#### Exercise details
List every person named in the surfing commentary below, giving each name as it first appears.

#### Page excerpt
──────────

Connor O’Leary and Callum Robson are two surfers I admire, but never fancy. But O’Leary’s backhand in critical sections is undeniable, as is Robson’s ability to perform in serious, hollow waves.
The ten awarded to Robson in the elimination round remains the best wave of the event by some margin. There wasn’t another like it on offer for the rest of the comp. It should be remembered and replayed. Unless there are heats at The Box, we won’t see a better right hand barrel for the rest of the year.
Surfers with a little more flair who are not yet getting the rub of the green are Gabriel Medina and Italo Ferreira. Neither are far off, and one (or both) will have a serious run of form at some point. There’s no venue where they can’t win.
However, Italo’s early brilliance and late brittleness in competitions is an ongoing trend. His loss to Dora was a perfect microcosm of this.

──────────

#### Supplied material
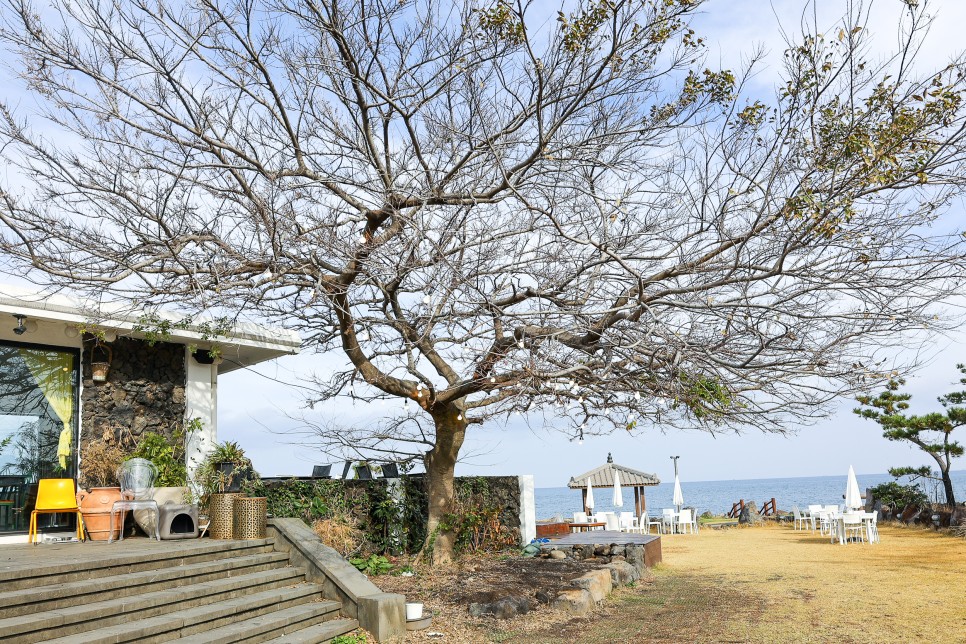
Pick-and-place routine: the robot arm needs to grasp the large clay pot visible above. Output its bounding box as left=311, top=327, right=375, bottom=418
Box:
left=77, top=487, right=126, bottom=541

──────────

#### Output
Connor O’Leary
Callum Robson
Gabriel Medina
Italo Ferreira
Dora